## Text block

Scientists have achieved something that almost never happens in solar research: they captured high-resolution images of an active region on the sun at the exact moment it produced two extremely powerful X-class solar flares.
Using the GREGOR solar telescope in Tenerife—the largest solar telescope in Europe—researchers zoomed in on the sun’s most energetic sunspot region of 2025 and recorded the early signs of flare ignition with astonishing clarity.
The flares also launched fast coronal mass ejections that sparked bright auroras on Earth in the nights that followed.
Strong solar flares are incredibly difficult to observe in detail from the ground. They often erupt when Earth is facing the wrong side of the sun, or during nighttime, or when weather conditions are poor.
Even on clear days, a telescope might not be pointing at the right part of the sun when a flare suddenly explodes.
Because of all these obstacles, capturing X-class flares with a ground-based instrument is extremely rare.
Prof. Carsten Denker, head of the Solar Physics section at the Leibniz Institute for Astrophysics Potsdam (AIP), says the team was unusually lucky.
On November 10 and 11, 2025, the GREGOR telescope was aimed directly at a huge, complex sunspot region known as NOAA 14274, just as it released two X-class flares. Their study, published in Research Notes of the AAS, describes what they saw.
This sunspot group was the most active on the sun in 2025. It produced 135 C-class flares, 15 M-class flares, and five X-class flares. X-class flares are the strongest type and represent the top level of the flare strength scale used by scientists.
In Solar Cycle 25—the current 11-year cycle that began in 2019—fewer than 100 X-class flares have been observed so far. The X5.1 flare on November 11 was the sixth strongest of the entire cycle.
To capture this activity, scientists used GREGOR’s advanced High-resolution Fast Imager, which includes four ultra-fast cameras.
They pointed the telescope at 28 different sections of the active region, creating a mosaic covering an area roughly 175,000 kilometers by 110,000 kilometers. It took just 14 minutes to scan the whole region, and powerful image restoration software later sharpened the fine details of each sunspot.
Only half an hour after the scan, an X1.2 flare erupted, and the early hints of this event were already visible in the images. Researchers observed strongly curved and braided penumbral fibrils—thin, hair-like structures normally arranged in straight radial lines around the sunspot’s dark core.
Their twisted shapes showed that the magnetic fields were under extreme stress. Rotating sunspots and shearing motions added even more tension, creating the conditions for explosive flare activity.
During the observing campaign, the team recorded nearly 40,000 datasets. The first images released in the study provide a preview of the remarkable scientific discoveries still to come from this rare and valuable dataset.

## Tasks to complete
1. Answer these questions using the solar flare article:
(a) On which island is the GREGOR solar telescope?
(b) How many M-class flares did the sunspot region NOAA 14274 produce?
(c) How many minutes did it take to scan the whole active region?
2. Turn the paragraph in the solar flare article that begins "They pointed the telescope at 28 different sections" into a short bulleted list that keeps its main facts.
3. List every class of solar flare named in the solar flare article.
The rows have nothing to do with any of this.

## Record excerpts
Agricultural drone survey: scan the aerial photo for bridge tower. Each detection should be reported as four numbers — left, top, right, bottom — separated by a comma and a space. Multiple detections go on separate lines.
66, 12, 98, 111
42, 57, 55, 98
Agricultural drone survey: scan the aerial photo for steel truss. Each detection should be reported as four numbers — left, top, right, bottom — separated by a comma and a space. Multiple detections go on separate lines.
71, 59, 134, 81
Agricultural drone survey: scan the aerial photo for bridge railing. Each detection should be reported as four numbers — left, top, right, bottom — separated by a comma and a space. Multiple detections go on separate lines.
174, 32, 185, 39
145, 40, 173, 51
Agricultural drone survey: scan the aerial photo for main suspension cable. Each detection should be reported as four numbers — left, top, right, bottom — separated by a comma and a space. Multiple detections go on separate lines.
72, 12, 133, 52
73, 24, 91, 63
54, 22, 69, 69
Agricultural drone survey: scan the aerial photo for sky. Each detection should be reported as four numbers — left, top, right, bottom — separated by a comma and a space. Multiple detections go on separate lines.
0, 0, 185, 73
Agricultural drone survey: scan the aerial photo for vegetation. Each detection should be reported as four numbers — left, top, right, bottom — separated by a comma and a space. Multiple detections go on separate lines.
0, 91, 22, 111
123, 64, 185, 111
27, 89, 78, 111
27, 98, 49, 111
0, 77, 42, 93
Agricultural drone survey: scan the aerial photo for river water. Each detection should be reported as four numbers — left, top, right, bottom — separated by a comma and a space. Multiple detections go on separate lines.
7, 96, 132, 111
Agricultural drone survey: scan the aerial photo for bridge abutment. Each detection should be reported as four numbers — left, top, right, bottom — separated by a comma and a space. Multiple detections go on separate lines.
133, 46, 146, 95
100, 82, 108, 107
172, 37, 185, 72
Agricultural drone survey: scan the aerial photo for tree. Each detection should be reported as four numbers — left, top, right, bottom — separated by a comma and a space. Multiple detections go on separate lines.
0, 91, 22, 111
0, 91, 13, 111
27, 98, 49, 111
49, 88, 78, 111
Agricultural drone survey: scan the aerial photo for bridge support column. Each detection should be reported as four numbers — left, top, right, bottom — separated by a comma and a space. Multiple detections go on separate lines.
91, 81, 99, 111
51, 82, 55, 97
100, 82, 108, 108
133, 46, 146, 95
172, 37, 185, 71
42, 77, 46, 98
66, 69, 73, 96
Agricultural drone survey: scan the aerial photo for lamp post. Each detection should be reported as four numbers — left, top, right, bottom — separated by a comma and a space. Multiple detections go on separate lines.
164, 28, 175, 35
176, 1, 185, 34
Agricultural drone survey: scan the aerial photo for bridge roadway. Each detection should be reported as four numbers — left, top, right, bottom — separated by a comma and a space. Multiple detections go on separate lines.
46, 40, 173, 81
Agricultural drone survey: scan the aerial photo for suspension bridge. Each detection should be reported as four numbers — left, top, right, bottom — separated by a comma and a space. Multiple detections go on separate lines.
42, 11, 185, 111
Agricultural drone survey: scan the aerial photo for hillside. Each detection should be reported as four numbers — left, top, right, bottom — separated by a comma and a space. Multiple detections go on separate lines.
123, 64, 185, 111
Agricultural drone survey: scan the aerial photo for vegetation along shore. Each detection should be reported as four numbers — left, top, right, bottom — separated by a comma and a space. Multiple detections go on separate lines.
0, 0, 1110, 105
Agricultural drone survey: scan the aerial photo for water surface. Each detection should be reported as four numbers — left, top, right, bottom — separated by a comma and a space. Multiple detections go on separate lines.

## Answers by item number
1.
(a) Tenerife
(b) 15
(c) 14 minutes

2.
- The telescope was pointed at 28 sections of the active region.
- This made a mosaic about 175,000 km by 110,000 km.
- Scanning the whole region took 14 minutes.
- Image restoration software later sharpened each sunspot's fine details.

3.
- C-class
- M-class
- X-class